(Görev Koşulları):
1) Hakaret soruşturmalarını anlatan yazıda “Oysa TCK’nin 299.” sözlerinden “üzere AKP’giller’i yargıladı.” sözlerine kadar uzanan kısmı, “Emniyette” ifadesini “Karakolda” olarak değiştirip yeniden yaz.
2) Hakaret soruşturmalarını anlatan yazıyı kaldığı yerden devam ettir.

Aslında “Hayır” oyları fazla olmasına rağmen, hukuka aykırı binbir hileyle, AKP’nin hukuk bürosu gibi çalışan YSK’nin, göz göre göre yasayı çiğneyen kararlarıyla “Evet” oylarını kazanmış gösterdi. Hemen o akşam, sonuçlar açıklanır açıklanmaz büyük bir pişkinlik ve yüzsüzlükle, utanmadan “Atı alan Üsküdar’ı çoktan geçti.” diye böbürlendi oy hırsızlığıyla. Böylece hukuka aykırı olarak yürüttüğü AKP Başkanlığına güya hukuki bir kılıf geçirerek tarafsız olmadığını resmen de tescillemiş oldu.

Oysa TCK’nin 299. maddesi tarafsız Cumhurbaşkanı için koruma getirmişti. Diploması olmadan Cumhurbaşkanlığını gaspettiği gibi, bir siyasi parti başkanı olduğu için tarafsız da olamayacağı için TCK m. 299’un uygulanma olanağı da yoktu.

Ama tüm bu hukuki imkânsızlıklara rağmen Genel Başkan’ımız hakkında peş peşe “cumhurbaşkanına hakaret” suçlamasıyla soruşturmalar başlatıldı.

İlkin, Nisan ayında “ŞU KARA GÜNLERİN DEĞERLENDİRİLMESİ” kitabıyla ilgili ifadeye çağrıldı, Genel Başkanımız. İki avukat yoldaşımızla birlikte gittiği Emniyette alınan ifadesinde Genel Başkan’ımız malum olduğu üzere AKP’giller’i yargıladı.

Kovuşturma izni alınmış olan “KANUNSUZLAR 3” kitabıyla ilgili olarak da haftaya Çağlayan Adliyesinde olacağız.

Bugün de, “Kadim Dostu”, mücadele yoldaşı Genel Başkan Yardımcımız Mustafa Şahbaz ve üç avukat yoldaşımızla birlikte gittiği, KANUNSUZLAR 2 kitabıyla ilgili çağrıldığı Çağlayan Adliyesi Savcılığında bir saati aşkın bir süre içinde, AKP’giller’in işlediği suçları bir bir sayarak baştan aşağı suça bulaşmış, onlarca kez müebbet hapis cezasıyla cezalandırılmaları gereken kriminal suçlulardan oluşan bir suç örgütü olduklarını; bunların saymakla bitmeyen yolsuzluklarını eleştirmenin; eğitimi, orduyu, yargıyı tamamen egemenliği altına almalarına, Mustafa Kemal’e ve silah arkadaşı İsmet İnönü’ye “iki ayyaş” denmesine; Laik Cumhuriyet’i yıkmalarına, ABD ve AB’nin ülkeyi en az üçe bölme planı olan yeni Sevr’e hizmet etmelerine, BOP planı uğruna Müslüman Halkları için ölüm tarlaları haline getirdikleri,  kan gölüne çevirdikleri Ortadoğu’da işlenen suçlara ortak olmalarına isyan etmenin asla bir hakaret olmadığını haykırdı.

(Veri Bloğu):
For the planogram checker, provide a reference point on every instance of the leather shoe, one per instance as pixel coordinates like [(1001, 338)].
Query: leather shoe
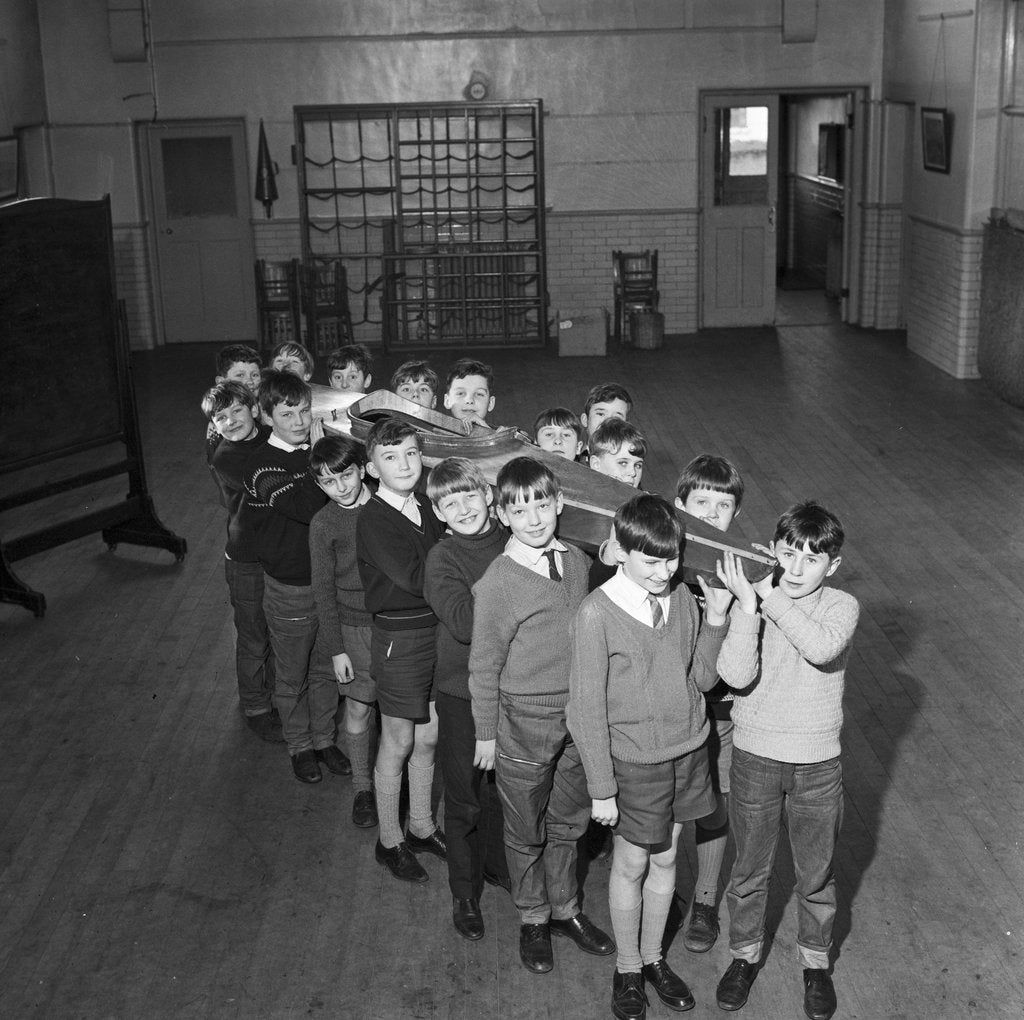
[(434, 843), (305, 768), (535, 948), (671, 988), (467, 919), (701, 932), (735, 985), (365, 809), (628, 999), (585, 933), (400, 861), (819, 994), (334, 759)]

(Nihai Sonuçlar):
1)
Oysa TCK’nin 299. maddesi tarafsız Cumhurbaşkanı için koruma getirmişti. Diploması olmadan Cumhurbaşkanlığını gaspettiği gibi, bir siyasi parti başkanı olduğu için tarafsız da olamayacağı için TCK m. 299’un uygulanma olanağı da yoktu.

Ama tüm bu hukuki imkânsızlıklara rağmen Genel Başkan’ımız hakkında peş peşe “cumhurbaşkanına hakaret” suçlamasıyla soruşturmalar başlatıldı.

İlkin, Nisan ayında “ŞU KARA GÜNLERİN DEĞERLENDİRİLMESİ” kitabıyla ilgili ifadeye çağrıldı, Genel Başkanımız. İki avukat yoldaşımızla birlikte gittiği Karakolda alınan ifadesinde Genel Başkan’ımız malum olduğu üzere AKP’giller’i yargıladı.

2)
Hakaret etmenin İnsan olarak, Devrimci olarak, Sosyalist olarak, Yurtsever olarak değer yargılarıyla ve ahlâkıyla bağdaşmadığını belirtti. Son söz olarak da Hz. Muhammed’in; “Bir belde ki orada zalimler bütün şiddetiyle zulümlerini sürdürürler, bir tek kişi bile kalkıp “ey zalim” diyemezse onlara; o beldeden umut kesilmiştir.”, sözünü hatırlatarak; Tayyipgiller’in bir korku imparatorluğu yarattıklarını ama kendisinin ve yoldaşlarının asla korkmadıklarını, hiçbir zaman korkmayacaklarını ve hiç kimsenin, hiçbir şeyin kendilerini korkutamayacağını belirtti. “Usta’mız HİKMET KIVILCIMLI’nın dediği gibi; VATAN AŞKINI SÖYLEMEKTEN KORKAR HALE GELMEKTENSE ÖLMEK YEĞDİR” sözleriyle AKP’giller’i yargılamasını noktaladı.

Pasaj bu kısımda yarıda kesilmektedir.